TASK STATEMENT:
Among the entries below, find every line that has "wall" and pull it out.

RAW DATA:
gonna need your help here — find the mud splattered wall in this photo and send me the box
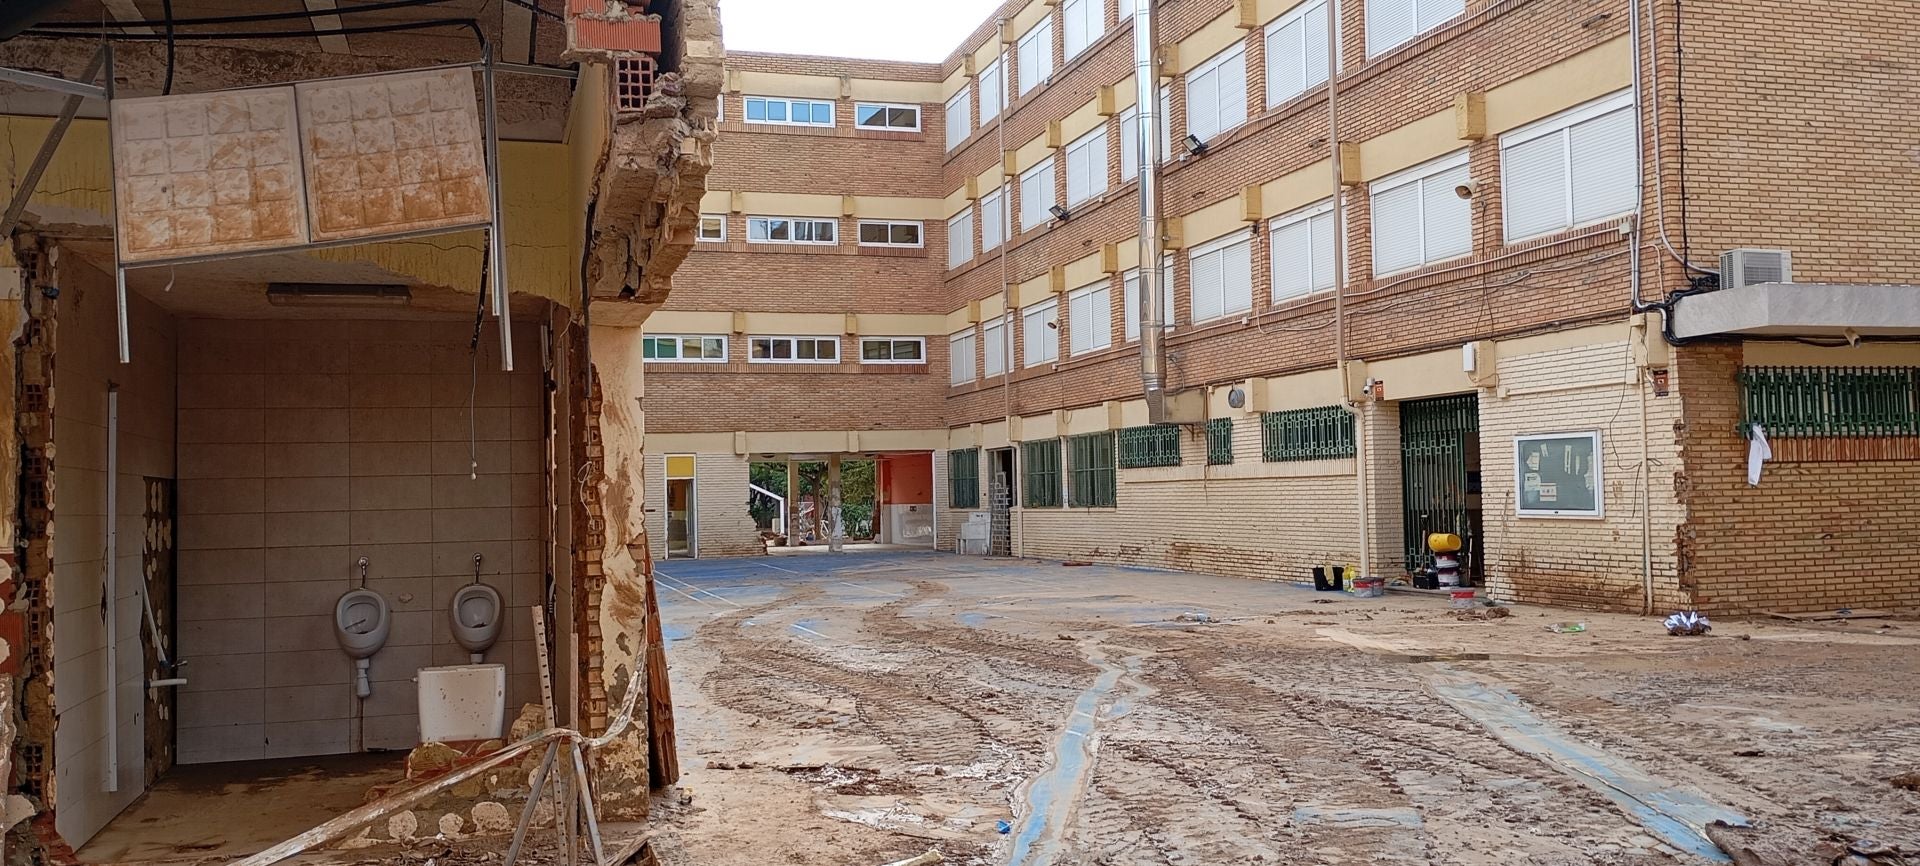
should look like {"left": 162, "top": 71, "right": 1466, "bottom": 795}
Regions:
{"left": 51, "top": 255, "right": 178, "bottom": 847}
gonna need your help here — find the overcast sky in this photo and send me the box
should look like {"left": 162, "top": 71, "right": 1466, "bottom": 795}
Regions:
{"left": 718, "top": 0, "right": 1009, "bottom": 62}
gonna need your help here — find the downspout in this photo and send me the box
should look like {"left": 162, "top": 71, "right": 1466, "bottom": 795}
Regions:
{"left": 1628, "top": 0, "right": 1655, "bottom": 614}
{"left": 993, "top": 22, "right": 1021, "bottom": 558}
{"left": 1324, "top": 10, "right": 1371, "bottom": 577}
{"left": 1134, "top": 0, "right": 1170, "bottom": 423}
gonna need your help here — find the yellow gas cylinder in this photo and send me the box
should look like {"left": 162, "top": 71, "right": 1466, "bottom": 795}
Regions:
{"left": 1428, "top": 533, "right": 1462, "bottom": 554}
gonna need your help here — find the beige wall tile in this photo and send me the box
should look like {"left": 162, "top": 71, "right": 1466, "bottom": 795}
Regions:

RESPONSE TO THIS TASK:
gonna need your help here — find the mud splattered wall in this photo and send me the box
gonna need your help here — find the beige wall tile in this photo and send me the box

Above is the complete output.